• _GIVEN TASK A_
Return, unchanged, the portion of the listing that opens with the line containing "the white wall" and continues to the end of the listing.

RE: [sv-bc] Defparam -- mixed message from IEEE standards

From: Joao Geada <jgeada_at_.....>
Date: Thu Jun 15 2006 - 17:25:01 PDT
The comparison to the programming goto is cute but facile, in my opinion.
It is extremely easy to describe the behavior of a goto and to implement it
in a compiler (most of the time anyway). The use of a goto is bad from a
methodology point of view, not because any individual goto's behavior is
unpredictable.

I defy *anyone* to explain all the intricacies of defparams in all their
glory, how they affect the design elaboration process and other defparams in
all the corner cases (including cycles, interference with generates,
interference with packages, interaction with libraries, effects on separate
compilation (if supported), etc)

Sure, the "common use" is relatively straightforward, but I know everyone
has in their regression suites lots of very peculiar corner case behaviors
for defparams. I wouldn't bet money on there being a consistent
interpretation of defparam behavior across all such corner cases across the
leading implementations.

Whether or not it is deprecated, it sure would be nice to have well defined
bounds of behavior for this construct.

[Point-based annotation data]
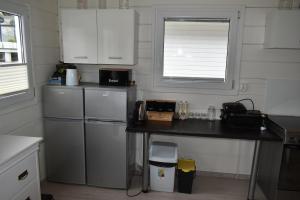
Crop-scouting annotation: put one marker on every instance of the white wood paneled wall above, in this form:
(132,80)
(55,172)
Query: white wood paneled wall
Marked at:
(257,66)
(26,119)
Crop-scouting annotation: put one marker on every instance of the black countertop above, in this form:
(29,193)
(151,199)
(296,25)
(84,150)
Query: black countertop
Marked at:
(201,128)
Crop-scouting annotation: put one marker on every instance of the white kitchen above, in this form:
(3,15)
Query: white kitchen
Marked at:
(217,80)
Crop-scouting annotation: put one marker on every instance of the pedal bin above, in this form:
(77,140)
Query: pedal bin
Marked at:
(163,161)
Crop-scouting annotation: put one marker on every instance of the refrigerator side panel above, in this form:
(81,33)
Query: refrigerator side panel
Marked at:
(63,102)
(106,105)
(106,150)
(65,150)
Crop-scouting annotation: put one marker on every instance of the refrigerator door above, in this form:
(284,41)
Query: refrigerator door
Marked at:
(63,102)
(65,155)
(106,154)
(106,105)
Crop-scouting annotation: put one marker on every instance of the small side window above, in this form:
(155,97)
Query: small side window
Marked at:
(15,54)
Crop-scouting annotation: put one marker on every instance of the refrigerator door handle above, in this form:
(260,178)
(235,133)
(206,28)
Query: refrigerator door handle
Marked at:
(97,121)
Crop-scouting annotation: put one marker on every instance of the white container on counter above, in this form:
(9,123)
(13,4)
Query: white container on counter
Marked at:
(72,77)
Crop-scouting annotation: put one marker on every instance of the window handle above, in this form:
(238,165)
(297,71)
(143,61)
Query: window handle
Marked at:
(80,57)
(115,58)
(23,175)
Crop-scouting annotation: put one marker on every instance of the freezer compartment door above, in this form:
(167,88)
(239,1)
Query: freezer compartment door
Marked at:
(106,154)
(64,102)
(106,105)
(65,150)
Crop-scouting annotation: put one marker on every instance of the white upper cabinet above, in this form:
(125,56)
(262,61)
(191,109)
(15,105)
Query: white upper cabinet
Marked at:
(283,29)
(99,36)
(116,36)
(79,36)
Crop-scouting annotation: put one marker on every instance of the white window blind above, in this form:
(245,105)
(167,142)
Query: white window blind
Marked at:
(13,65)
(13,79)
(195,49)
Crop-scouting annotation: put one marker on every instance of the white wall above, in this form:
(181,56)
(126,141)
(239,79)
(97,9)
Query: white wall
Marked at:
(26,119)
(257,65)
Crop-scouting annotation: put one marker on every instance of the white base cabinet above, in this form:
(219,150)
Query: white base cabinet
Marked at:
(103,36)
(19,169)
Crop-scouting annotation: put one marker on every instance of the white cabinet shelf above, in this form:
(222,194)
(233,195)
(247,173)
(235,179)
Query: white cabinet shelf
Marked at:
(283,29)
(116,37)
(79,33)
(103,36)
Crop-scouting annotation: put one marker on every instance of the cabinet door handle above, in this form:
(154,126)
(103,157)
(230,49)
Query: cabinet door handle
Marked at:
(23,175)
(80,57)
(115,58)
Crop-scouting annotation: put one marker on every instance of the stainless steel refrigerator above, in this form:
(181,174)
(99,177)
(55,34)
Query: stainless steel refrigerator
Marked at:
(110,154)
(64,134)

• _GIVEN TASK B_
Retype the entire defparam message word for word.

• _SOLUTION A_
Crop-scouting annotation: put one marker on every instance of the white wall above, in this form:
(181,56)
(126,141)
(239,79)
(97,9)
Query: white wall
Marked at:
(26,119)
(257,65)
Crop-scouting annotation: put one marker on every instance of the white base cabinet above, in this form:
(219,150)
Query: white base cabinet
Marked at:
(103,36)
(19,169)
Crop-scouting annotation: put one marker on every instance of the white cabinet shelf above, in this form:
(222,194)
(233,195)
(247,173)
(235,179)
Query: white cabinet shelf
Marked at:
(283,29)
(116,37)
(79,33)
(103,36)
Crop-scouting annotation: put one marker on every instance of the cabinet door handle above, in this form:
(154,126)
(103,157)
(230,49)
Query: cabinet door handle
Marked at:
(23,175)
(80,57)
(115,58)
Crop-scouting annotation: put one marker on every instance of the stainless steel refrigerator above, in this form:
(181,174)
(99,177)
(55,34)
Query: stainless steel refrigerator
Marked at:
(110,154)
(64,134)

• _SOLUTION B_
RE: [sv-bc] Defparam -- mixed message from IEEE standards

From: Joao Geada <jgeada_at_.....>
Date: Thu Jun 15 2006 - 17:25:01 PDT
The comparison to the programming goto is cute but facile, in my opinion.
It is extremely easy to describe the behavior of a goto and to implement it
in a compiler (most of the time anyway). The use of a goto is bad from a
methodology point of view, not because any individual goto's behavior is
unpredictable.

I defy *anyone* to explain all the intricacies of defparams in all their
glory, how they affect the design elaboration process and other defparams in
all the corner cases (including cycles, interference with generates,
interference with packages, interaction with libraries, effects on separate
compilation (if supported), etc)

Sure, the "common use" is relatively straightforward, but I know everyone
has in their regression suites lots of very peculiar corner case behaviors
for defparams. I wouldn't bet money on there being a consistent
interpretation of defparam behavior across all such corner cases across the
leading implementations.

Whether or not it is deprecated, it sure would be nice to have well defined
bounds of behavior for this construct.